Document passage
'''
This is the story of Doc the Leopard Cur “Shepherd”. When Richard McDuffie brought home the last litter of the Old Bob-Tail Shepherds he faced one gigantic obstacle in preserving this line; What would he breed them with? He seemed to have had a very bad opinion of the English Shepherds and according to his son Rick they had owned English Shepherds while he was growing up so no doubt the elder McDuffie had formed this opinion from firsthand knowledge. Some have speculated that this litter of four was in fact the last untainted line of old-time Scotch Collies anywhere in America. This breed, once so popular, was dangerously close to following the path of the St. John’s Water Dog which, just a few years earlier had passed into extinction when the last two members of the breed, both male, died in a remote area of Newfoundland in the 1980s. McDuffie needed to act fast to propagate these dogs so he bred Dunrovin’s Keppie (one of the 2 females from that litter) on what must have been her first heat in 1994 to Doc.
Doc was a Leopard Cur, a breed McDuffie had helped to rescue from the brink of extinction decades before. McDuffie believed that the Leopard Curs had descended from farm shepherds, he wrote:
I doubt if anyone has spent as many years, driven as many miles, done as many interviews, or read as many books researching the history of cur dogs as I have… It is my considered opinion, based on 45 years of research and experience, that the Leopard breed descended from the farm dogs that were brought to this country from the British Isles. What were they? They were basically shepherd types.
So in McDuffie’s mind the Leopard Cur was the natural choice to outcross his precious litter with. Most Leopard Curs are smooth coated but McDuffie explains that in previous days some were born with rough coats, an obvious throwback to their shepherd forebears.
In the fifties and sixties we frequently had Leopard Curs born with long hair! Steve Ingram’s Old Dragon Lady female was one of the last of these. When some of her descendants have been inbred, They have produced long-haired offspring. All true leopards have two coats– a rough outer coat of guard hairs, and a wooly undercoat. Many have a flag tail and thigh feathers.
'''
Collected data:
'''
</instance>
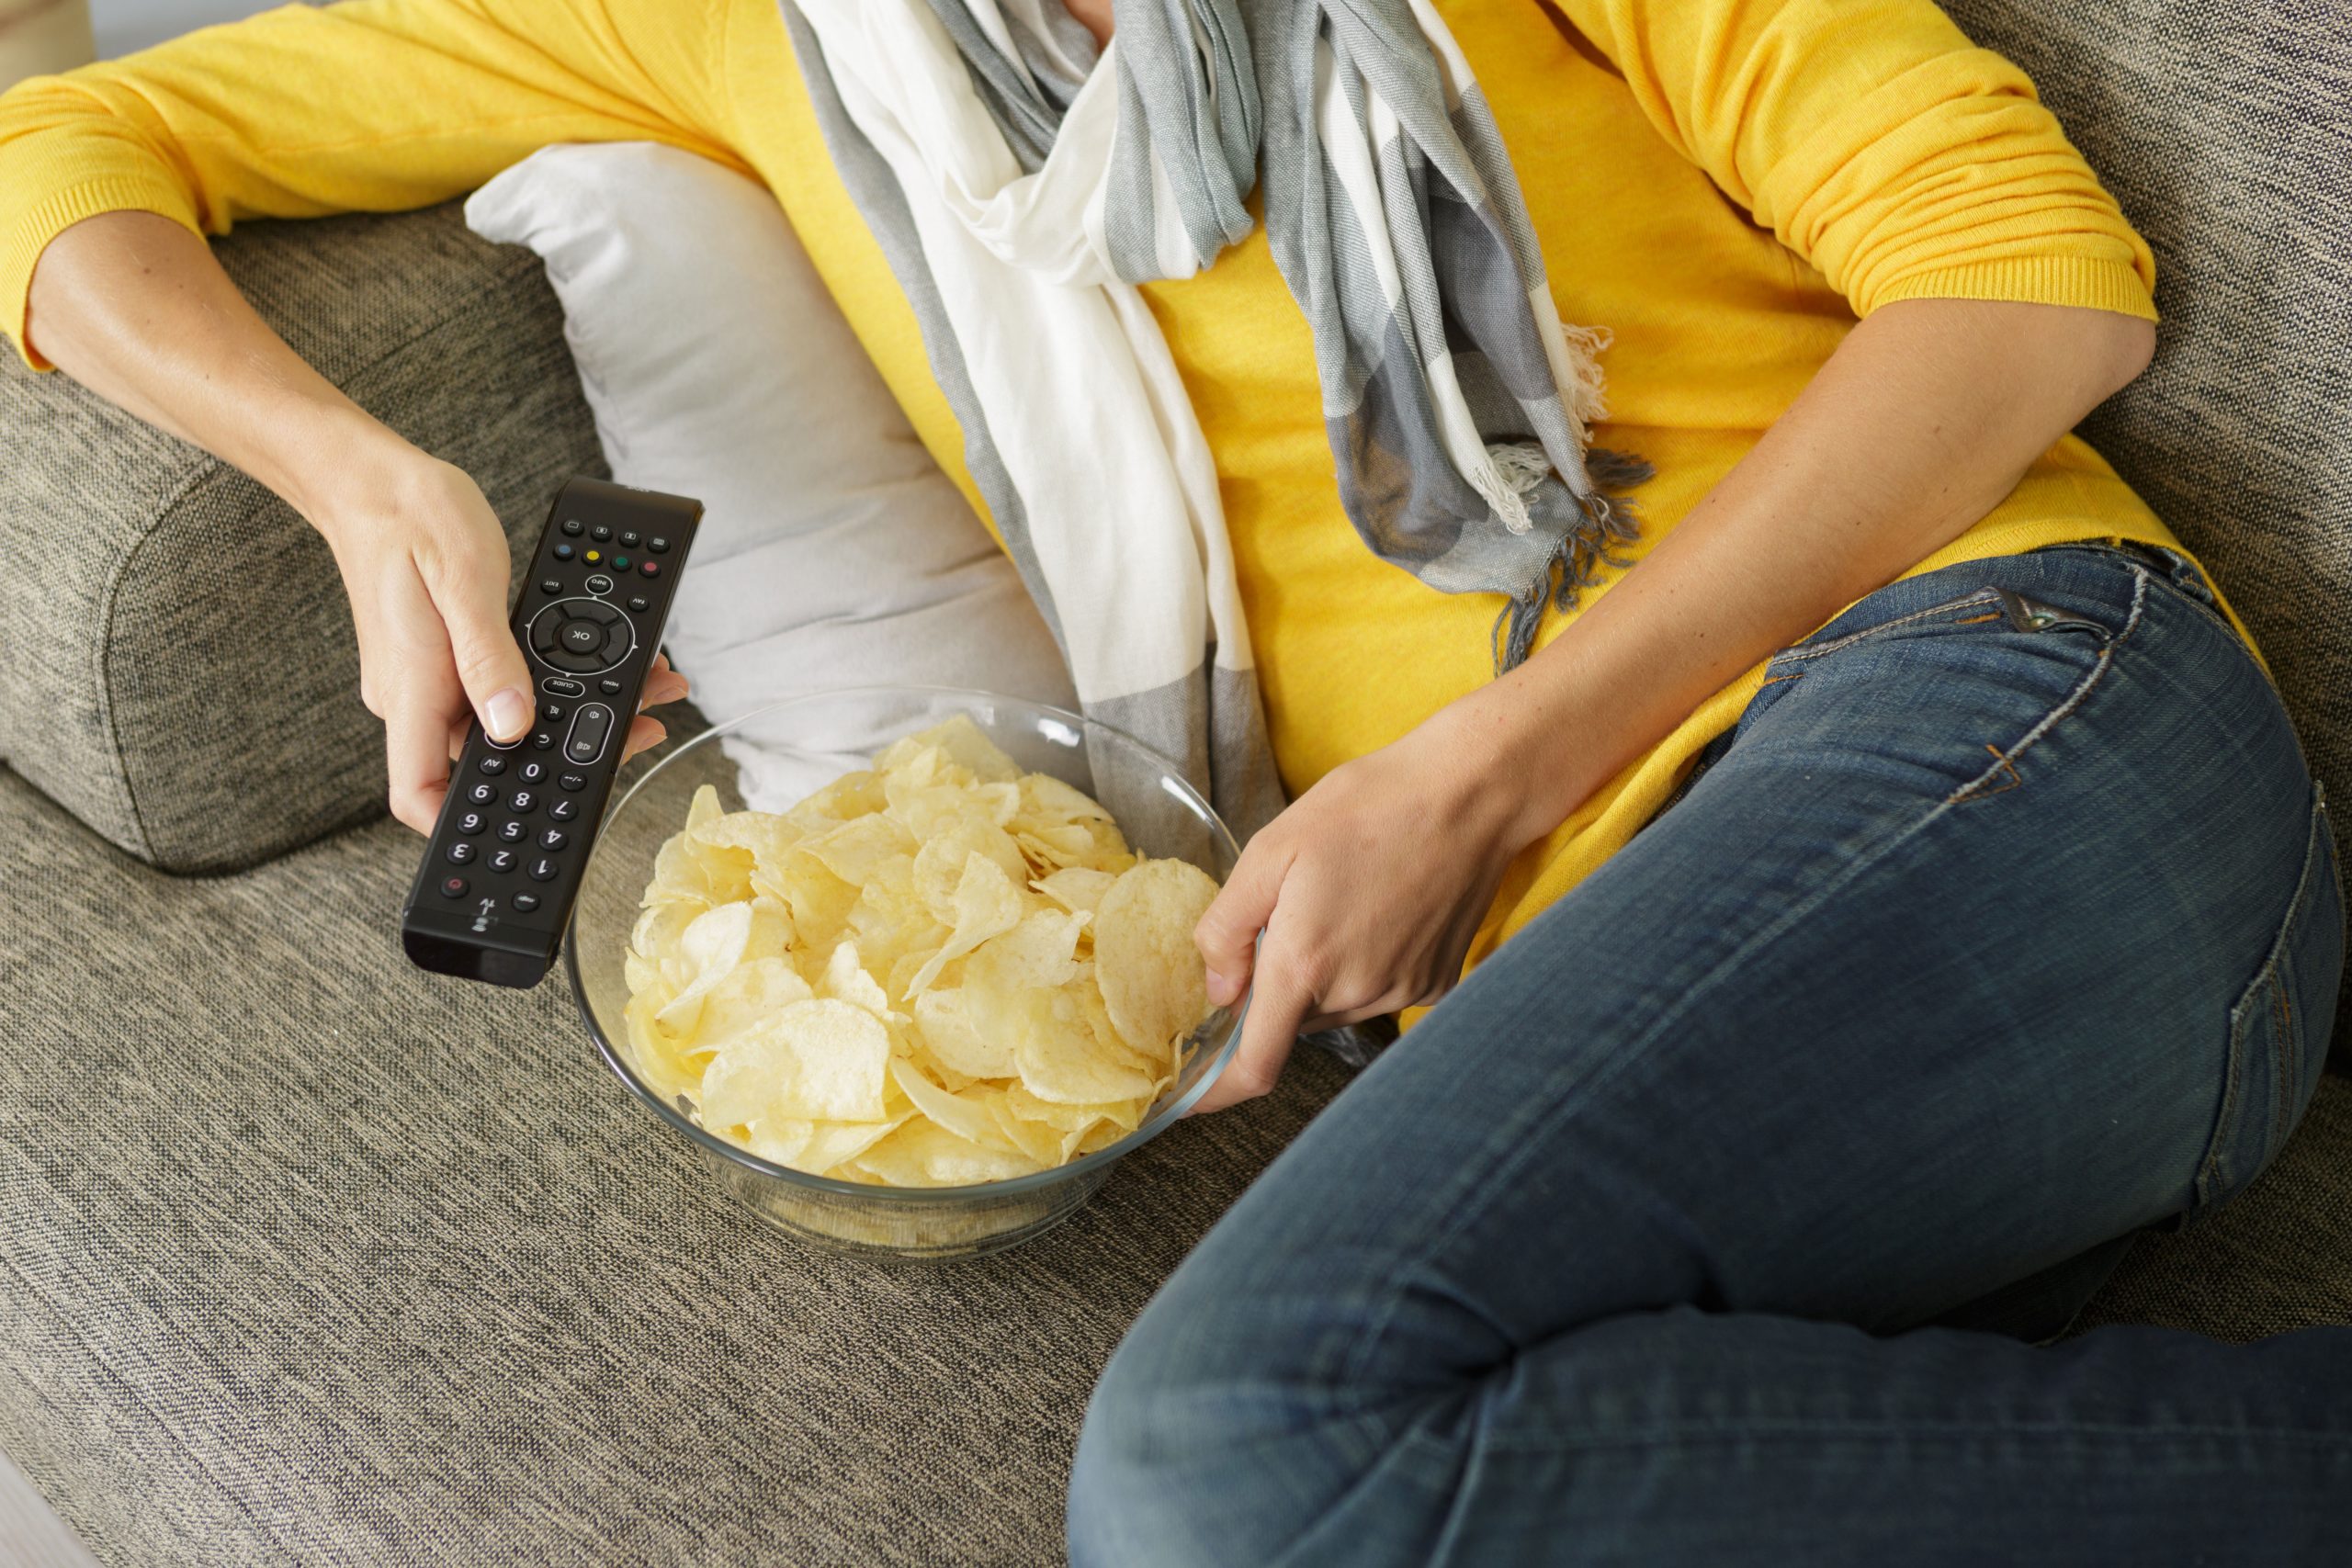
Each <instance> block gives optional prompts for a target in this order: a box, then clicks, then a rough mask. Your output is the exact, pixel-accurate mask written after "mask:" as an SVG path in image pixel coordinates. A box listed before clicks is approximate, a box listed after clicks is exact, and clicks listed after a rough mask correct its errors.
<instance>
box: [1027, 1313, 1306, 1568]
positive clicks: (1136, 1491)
mask: <svg viewBox="0 0 2352 1568" xmlns="http://www.w3.org/2000/svg"><path fill="white" fill-rule="evenodd" d="M1162 1305H1167V1302H1155V1307H1152V1309H1148V1312H1145V1314H1143V1319H1138V1321H1136V1326H1134V1328H1131V1331H1129V1335H1127V1340H1124V1342H1122V1345H1120V1349H1117V1354H1115V1356H1112V1359H1110V1366H1108V1368H1105V1371H1103V1378H1101V1382H1098V1385H1096V1389H1094V1399H1091V1401H1089V1403H1087V1420H1084V1425H1082V1429H1080V1439H1077V1458H1075V1462H1073V1467H1070V1502H1068V1535H1070V1563H1073V1568H1112V1566H1115V1568H1178V1566H1181V1568H1192V1566H1195V1563H1202V1566H1207V1563H1216V1566H1218V1568H1228V1566H1230V1563H1270V1561H1275V1559H1279V1556H1284V1552H1289V1549H1291V1544H1294V1542H1298V1540H1301V1537H1303V1535H1308V1533H1310V1530H1312V1528H1315V1523H1317V1521H1319V1519H1322V1514H1324V1512H1327V1509H1329V1505H1331V1497H1334V1493H1341V1490H1345V1483H1341V1486H1331V1481H1334V1472H1336V1469H1343V1460H1341V1458H1338V1455H1336V1453H1334V1450H1331V1448H1329V1443H1327V1441H1324V1436H1322V1432H1324V1422H1322V1420H1319V1418H1317V1413H1315V1408H1312V1401H1303V1399H1301V1396H1298V1394H1296V1392H1294V1389H1289V1387H1287V1385H1284V1380H1282V1378H1279V1375H1277V1373H1275V1371H1272V1366H1270V1363H1268V1361H1265V1359H1256V1356H1251V1347H1249V1345H1247V1342H1237V1340H1235V1338H1232V1335H1228V1333H1221V1326H1218V1324H1214V1321H1200V1319H1192V1321H1185V1316H1183V1314H1178V1312H1160V1309H1157V1307H1162ZM1225 1328H1230V1324H1228V1326H1225ZM1261 1349H1263V1347H1261Z"/></svg>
'''
Exercise A
In the Leopard Cur passage, in what year was Dunrovin's Keppie bred to Doc?
Exercise B
Update the stretch of the Leopard Cur passage from "In the fifties" through "and thigh feathers.", replacing "flag tail" with "plumed tail".
Rely on the text alone for these tasks.

Written response A
1994

Written response B
In the fifties and sixties we frequently had Leopard Curs born with long hair! Steve Ingram’s Old Dragon Lady female was one of the last of these. When some of her descendants have been inbred, They have produced long-haired offspring. All true leopards have two coats– a rough outer coat of guard hairs, and a wooly undercoat. Many have a plumed tail and thigh feathers.